Records provided:
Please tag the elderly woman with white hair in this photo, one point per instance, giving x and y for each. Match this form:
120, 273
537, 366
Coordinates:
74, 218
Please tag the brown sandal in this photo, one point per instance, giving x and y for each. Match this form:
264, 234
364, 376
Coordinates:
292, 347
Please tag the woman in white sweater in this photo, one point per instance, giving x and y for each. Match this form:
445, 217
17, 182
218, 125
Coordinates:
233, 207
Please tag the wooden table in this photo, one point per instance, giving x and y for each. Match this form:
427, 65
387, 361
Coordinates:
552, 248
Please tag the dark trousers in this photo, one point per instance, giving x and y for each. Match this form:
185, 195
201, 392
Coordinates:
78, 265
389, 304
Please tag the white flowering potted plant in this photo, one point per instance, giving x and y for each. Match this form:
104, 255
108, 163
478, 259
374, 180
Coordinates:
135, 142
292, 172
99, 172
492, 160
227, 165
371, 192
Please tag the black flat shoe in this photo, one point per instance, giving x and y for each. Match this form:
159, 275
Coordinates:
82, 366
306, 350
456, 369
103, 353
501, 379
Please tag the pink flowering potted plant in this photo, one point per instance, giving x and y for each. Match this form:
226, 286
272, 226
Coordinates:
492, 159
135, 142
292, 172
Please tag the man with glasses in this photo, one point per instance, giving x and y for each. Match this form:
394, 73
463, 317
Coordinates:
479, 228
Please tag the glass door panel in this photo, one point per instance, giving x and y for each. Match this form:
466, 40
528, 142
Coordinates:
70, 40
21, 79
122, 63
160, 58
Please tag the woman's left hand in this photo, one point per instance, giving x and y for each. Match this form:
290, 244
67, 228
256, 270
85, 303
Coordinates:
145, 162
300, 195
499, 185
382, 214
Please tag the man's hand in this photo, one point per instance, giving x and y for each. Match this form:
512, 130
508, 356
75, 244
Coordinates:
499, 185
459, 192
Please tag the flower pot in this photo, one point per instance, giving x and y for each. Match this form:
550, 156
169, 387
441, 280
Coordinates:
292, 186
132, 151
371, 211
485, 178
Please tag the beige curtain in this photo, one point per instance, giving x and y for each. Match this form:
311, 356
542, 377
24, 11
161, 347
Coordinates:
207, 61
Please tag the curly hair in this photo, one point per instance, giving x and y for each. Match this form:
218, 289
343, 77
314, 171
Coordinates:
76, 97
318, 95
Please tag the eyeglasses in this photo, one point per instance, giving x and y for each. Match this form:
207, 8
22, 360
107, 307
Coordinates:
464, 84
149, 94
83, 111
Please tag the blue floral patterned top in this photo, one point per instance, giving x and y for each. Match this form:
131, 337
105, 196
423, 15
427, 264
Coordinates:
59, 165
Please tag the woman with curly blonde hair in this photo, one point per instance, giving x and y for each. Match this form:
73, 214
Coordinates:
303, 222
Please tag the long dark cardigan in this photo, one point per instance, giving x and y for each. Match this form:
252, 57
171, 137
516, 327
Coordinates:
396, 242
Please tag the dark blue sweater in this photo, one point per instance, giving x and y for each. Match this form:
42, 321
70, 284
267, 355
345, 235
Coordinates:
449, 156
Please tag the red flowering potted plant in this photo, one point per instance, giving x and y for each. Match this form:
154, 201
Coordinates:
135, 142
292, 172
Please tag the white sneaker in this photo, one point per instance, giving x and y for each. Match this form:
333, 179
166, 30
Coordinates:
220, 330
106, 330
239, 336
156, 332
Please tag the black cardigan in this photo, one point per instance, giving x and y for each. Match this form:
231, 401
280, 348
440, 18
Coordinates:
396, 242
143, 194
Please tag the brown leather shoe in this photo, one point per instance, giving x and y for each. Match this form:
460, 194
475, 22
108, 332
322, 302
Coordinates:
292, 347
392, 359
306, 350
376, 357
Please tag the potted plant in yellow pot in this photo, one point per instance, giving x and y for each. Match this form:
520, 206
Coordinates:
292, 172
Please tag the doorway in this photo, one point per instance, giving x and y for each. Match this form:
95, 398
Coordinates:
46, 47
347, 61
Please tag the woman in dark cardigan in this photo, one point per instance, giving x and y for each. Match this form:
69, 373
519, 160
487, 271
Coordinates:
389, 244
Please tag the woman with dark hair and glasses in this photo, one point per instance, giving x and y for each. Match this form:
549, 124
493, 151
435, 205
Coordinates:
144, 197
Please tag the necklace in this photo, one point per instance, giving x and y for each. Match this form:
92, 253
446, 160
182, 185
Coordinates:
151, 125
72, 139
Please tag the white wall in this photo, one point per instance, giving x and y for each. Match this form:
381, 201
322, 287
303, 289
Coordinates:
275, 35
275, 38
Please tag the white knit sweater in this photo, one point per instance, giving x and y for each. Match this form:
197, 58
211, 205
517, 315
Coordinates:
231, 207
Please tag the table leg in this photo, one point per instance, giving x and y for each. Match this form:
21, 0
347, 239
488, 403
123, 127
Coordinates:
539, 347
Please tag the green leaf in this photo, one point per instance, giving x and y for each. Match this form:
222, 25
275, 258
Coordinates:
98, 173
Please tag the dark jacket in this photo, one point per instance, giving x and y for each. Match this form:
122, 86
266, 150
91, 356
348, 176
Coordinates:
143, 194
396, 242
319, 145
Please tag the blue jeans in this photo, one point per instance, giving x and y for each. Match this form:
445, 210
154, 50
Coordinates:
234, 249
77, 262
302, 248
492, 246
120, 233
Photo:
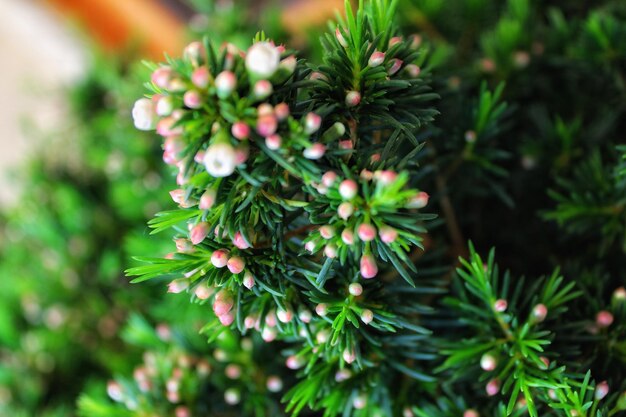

Exercise brief:
Your answer should be every entry repeated exactly, minus the pictures.

Output for this task:
Please tag the elderly woman with white hair in this photo, one point per instance, giving x and y for each. Match this form:
120, 273
537, 366
Coordinates:
74, 218
Please tag the brown sandal in this photo, one point per instance, giving x and y for each. Match this form:
264, 234
364, 376
Coordinates:
292, 347
Please tag the woman in white sweater in this photo, one point per instance, giving x and y for each. Match this form:
445, 217
17, 182
218, 125
Coordinates:
233, 207
Please tag the wooden table in this photo, one point per instance, giving x and y for each. Match this form:
427, 65
387, 361
Coordinates:
552, 248
Please tag the dark trousers in this photo, one point per instance, giving x and y for each. Match this form:
185, 195
201, 392
Coordinates:
78, 265
389, 304
Please tag the white flowering potted plant in this photo, one point per instance, giving x and y for each. Match this form:
104, 255
108, 163
478, 259
374, 180
Coordinates:
135, 142
292, 172
99, 172
492, 160
227, 165
371, 192
Please tag the black flat shoe in this photo, one point per instance, giving x and y for each. Match this form:
159, 275
Coordinates:
82, 366
306, 350
456, 369
103, 353
501, 379
Please tag the pink flowering potted plant in this photo, one point per instance, giving x and y for each. Match this form:
226, 286
272, 226
Coordinates:
492, 159
135, 142
292, 172
Please tag the man with glasses in this photo, one point per instance, giving x and y for each. Match this form:
394, 73
463, 317
Coordinates:
479, 228
Please tag the glass door panel in this photo, one point per instance, giving x and y for each. Match this form:
466, 40
528, 142
Coordinates:
70, 40
21, 79
122, 63
160, 58
Please tag the woman's left hand in this photo, one point per instance, giving x and y for each. Match this form:
290, 244
67, 228
256, 270
85, 303
Coordinates:
145, 162
300, 195
499, 185
382, 214
Please tag the man's hand in this photo, one point per instance, giving x and y for each. Match this form:
512, 130
508, 356
75, 244
Coordinates:
499, 185
459, 192
Please tag the flower pot in this photo, one point per instance, giving x and y for each. Match this form:
550, 156
169, 387
441, 280
Coordinates:
292, 186
132, 151
371, 211
485, 178
Please tag the beige curtain in this photo, one point per instance, giving x and y for each. Match this form:
311, 356
542, 377
24, 11
161, 347
Coordinates:
207, 61
Please tag the curly hair in this photo, one point per instance, giving x and y for each. Match this form:
218, 289
343, 77
314, 171
Coordinates:
76, 97
318, 95
Please tag the eyeglasses in this photo, one point per instance, giving x and y for each. Match this form:
207, 8
22, 360
107, 307
Coordinates:
464, 84
149, 94
83, 111
Please tag the blue floral patterned top in this photo, one point per instance, giving x and y for each. Match this form:
131, 337
105, 196
423, 15
427, 264
Coordinates:
59, 165
Please tag the woman with curly blonde hair in this photo, one point per instance, giving x and y for each. Match this form:
73, 214
Coordinates:
303, 222
Please tag the long dark cardigan in this photo, one point per instance, giving x and y for each. Match this form:
252, 57
171, 137
516, 327
Coordinates:
396, 242
Please tag the dark blue sweater in this photo, one point per instance, giving x and y for each. Match this form:
42, 321
70, 284
267, 355
345, 235
Coordinates:
449, 156
Please tag the red flowering potted plant in this photo, one point per instance, giving x and y for each. Match this form:
154, 201
Coordinates:
135, 142
292, 172
Please tag the white sneaker in this photo, one point per instance, giving x and y for each. Match this form:
333, 179
166, 30
Coordinates:
220, 330
106, 330
239, 336
156, 332
Please tag the black cardigan in this photo, one point per instance, giving x and y for each. Match this form:
231, 401
280, 348
440, 18
Coordinates:
396, 242
143, 194
Please tag the brown leather shoe in this photo, one point per instance, giving x and y for each. Match this form:
460, 194
475, 22
108, 332
322, 302
Coordinates:
292, 347
392, 359
306, 350
376, 357
Please tag the potted plant in yellow pot in this photo, one point per instance, giving x and y for each. Match this form:
520, 206
Coordinates:
292, 172
Please tag the doorway in this photo, one point per instance, giving x and y for each. Match this form:
95, 398
Coordinates:
46, 47
347, 61
Please tag the woman in dark cardigan in this photo, one point per instance, giving x and y for each. Match this form:
69, 373
519, 160
487, 271
Coordinates:
389, 244
Please tag the woman with dark hair and glasses in this photo, one point per instance, giving x and y for each. Match this form:
549, 124
493, 151
435, 205
Coordinates:
144, 197
Please tag the necklace in this photo, one point per instance, giving x and y for each. Match this form:
92, 253
446, 160
182, 185
Coordinates:
151, 125
72, 139
Please tag the white wall in this photo, one point per instance, giving x and y for each. Match this form:
381, 201
322, 287
303, 289
Coordinates:
275, 35
275, 38
Please tag the white knit sweater in this photo, one point per instance, giving x and y for each. Match this form:
197, 58
211, 205
517, 315
Coordinates:
231, 207
Please tag the table leg in this photo, one point per instance, giving x and y for each. Match this form:
21, 0
347, 239
488, 403
123, 127
Coordinates:
539, 347
Please tag the green leaf in this photo, one point per instance, giving x and y for each. Match this form:
222, 25
275, 258
Coordinates:
98, 173
Please tag the dark jacket in this photo, one point per instance, giving x and y for each. Match this form:
122, 86
266, 150
91, 356
348, 176
Coordinates:
143, 194
396, 242
319, 145
Please tag the blue jeans in this photo, one point per instance, giving x and y for each. Match this form:
445, 210
154, 50
Coordinates:
234, 249
77, 262
302, 248
492, 246
120, 233
Photo:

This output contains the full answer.